▶ _TASK PROMPT_
Please reproduce, line for line and unchanged, the stretch of the listing from the line containing "white cloud and report a box per instance." through the line containing "[0,311,368,422]".

>> BEGIN RECORDS FOR THIS TASK

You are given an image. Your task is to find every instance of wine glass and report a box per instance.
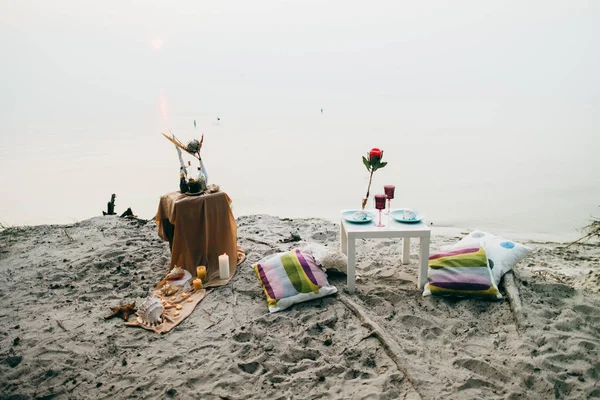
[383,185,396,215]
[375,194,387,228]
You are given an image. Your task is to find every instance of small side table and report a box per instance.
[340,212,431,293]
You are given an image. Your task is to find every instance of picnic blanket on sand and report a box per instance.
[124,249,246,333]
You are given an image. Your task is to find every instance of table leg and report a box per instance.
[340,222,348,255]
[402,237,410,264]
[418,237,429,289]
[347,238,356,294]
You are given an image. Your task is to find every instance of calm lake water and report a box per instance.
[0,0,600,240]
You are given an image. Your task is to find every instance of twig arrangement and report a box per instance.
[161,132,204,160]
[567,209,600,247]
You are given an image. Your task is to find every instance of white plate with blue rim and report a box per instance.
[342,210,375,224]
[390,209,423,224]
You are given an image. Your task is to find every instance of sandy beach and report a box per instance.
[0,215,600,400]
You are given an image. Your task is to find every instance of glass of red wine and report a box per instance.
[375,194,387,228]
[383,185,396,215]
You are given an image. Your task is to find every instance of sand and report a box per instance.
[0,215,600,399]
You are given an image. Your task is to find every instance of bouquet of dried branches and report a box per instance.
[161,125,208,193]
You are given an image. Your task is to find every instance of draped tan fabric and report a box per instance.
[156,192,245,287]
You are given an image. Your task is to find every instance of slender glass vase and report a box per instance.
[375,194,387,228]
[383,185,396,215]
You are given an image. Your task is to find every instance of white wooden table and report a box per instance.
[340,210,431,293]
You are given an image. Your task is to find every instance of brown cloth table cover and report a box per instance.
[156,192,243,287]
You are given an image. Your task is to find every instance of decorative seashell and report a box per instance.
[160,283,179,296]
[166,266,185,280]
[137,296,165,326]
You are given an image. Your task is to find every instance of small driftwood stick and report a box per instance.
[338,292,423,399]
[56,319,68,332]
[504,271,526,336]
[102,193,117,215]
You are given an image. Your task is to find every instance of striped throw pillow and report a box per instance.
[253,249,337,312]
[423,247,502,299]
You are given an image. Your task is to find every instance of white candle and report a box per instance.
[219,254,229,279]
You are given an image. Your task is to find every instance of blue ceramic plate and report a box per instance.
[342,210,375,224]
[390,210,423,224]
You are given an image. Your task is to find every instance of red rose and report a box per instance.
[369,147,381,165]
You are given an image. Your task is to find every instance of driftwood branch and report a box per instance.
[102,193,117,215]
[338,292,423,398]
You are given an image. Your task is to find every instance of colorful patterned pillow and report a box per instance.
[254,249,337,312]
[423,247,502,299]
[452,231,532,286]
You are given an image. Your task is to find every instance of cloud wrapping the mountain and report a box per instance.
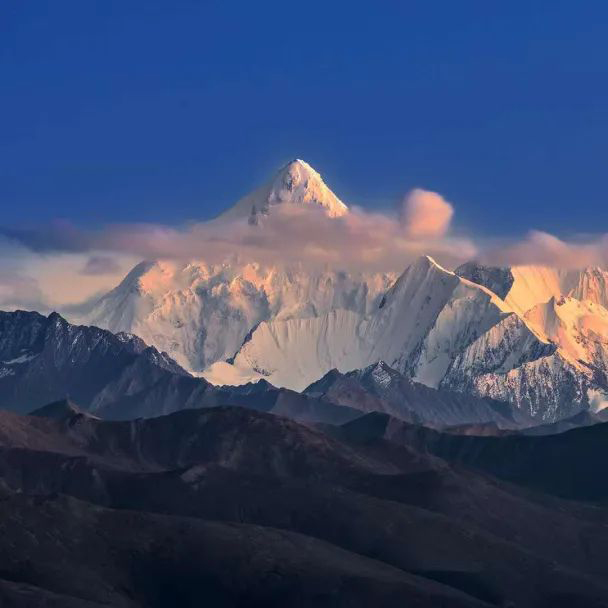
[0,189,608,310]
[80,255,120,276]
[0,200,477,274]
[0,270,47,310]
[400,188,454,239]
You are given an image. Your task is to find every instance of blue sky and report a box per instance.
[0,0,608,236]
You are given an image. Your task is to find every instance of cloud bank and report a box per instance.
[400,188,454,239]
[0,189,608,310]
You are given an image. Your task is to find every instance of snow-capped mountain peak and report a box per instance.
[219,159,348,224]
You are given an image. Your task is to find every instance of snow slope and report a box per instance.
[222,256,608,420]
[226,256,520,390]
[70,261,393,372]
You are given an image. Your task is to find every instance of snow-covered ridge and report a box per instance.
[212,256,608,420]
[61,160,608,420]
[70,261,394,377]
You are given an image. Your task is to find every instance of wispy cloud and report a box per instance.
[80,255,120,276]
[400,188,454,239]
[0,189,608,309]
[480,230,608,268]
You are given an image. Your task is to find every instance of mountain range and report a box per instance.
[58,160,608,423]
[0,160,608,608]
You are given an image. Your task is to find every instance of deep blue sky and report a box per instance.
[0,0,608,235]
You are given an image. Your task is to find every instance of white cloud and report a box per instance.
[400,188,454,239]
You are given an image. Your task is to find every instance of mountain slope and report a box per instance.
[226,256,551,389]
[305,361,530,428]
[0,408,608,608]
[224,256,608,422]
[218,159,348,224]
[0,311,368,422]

>> END RECORDS FOR THIS TASK
>> BEGIN RECORDS FOR THIS TASK

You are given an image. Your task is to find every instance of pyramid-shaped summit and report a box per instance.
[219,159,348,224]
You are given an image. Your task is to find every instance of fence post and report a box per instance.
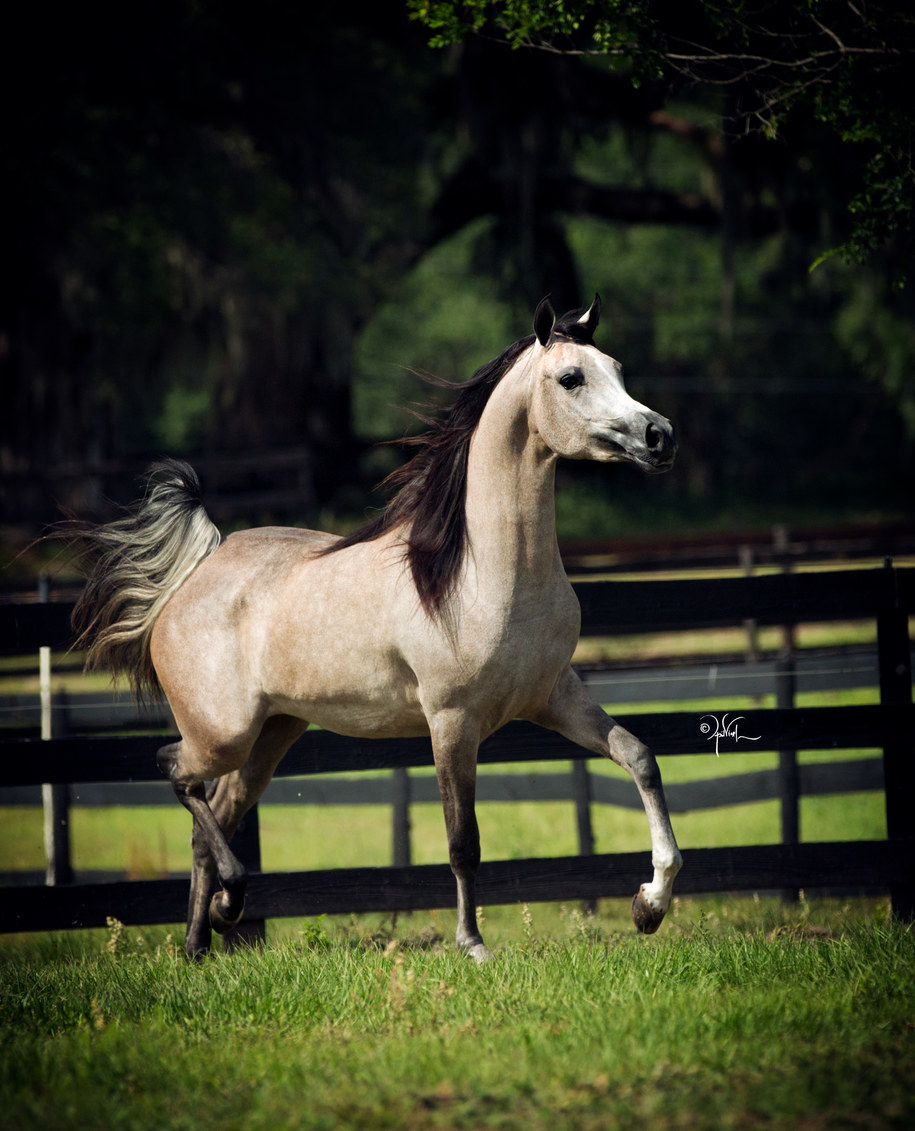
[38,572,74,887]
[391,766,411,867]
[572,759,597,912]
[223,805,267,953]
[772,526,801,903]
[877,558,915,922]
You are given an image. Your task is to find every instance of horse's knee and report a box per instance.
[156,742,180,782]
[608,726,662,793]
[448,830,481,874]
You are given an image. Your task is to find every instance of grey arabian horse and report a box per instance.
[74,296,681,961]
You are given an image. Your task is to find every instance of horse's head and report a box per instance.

>> END RECORDS FOR THIS TASK

▶ _FINAL RESULT_
You are given an image. Your task is to find every instance of white cloud and report a box per instance.
[400,188,454,239]
You are given an image. Your task is to find every instance of mountain slope and report a box per instance.
[226,256,551,389]
[305,361,530,428]
[0,408,608,608]
[224,256,608,422]
[218,159,348,224]
[0,311,368,422]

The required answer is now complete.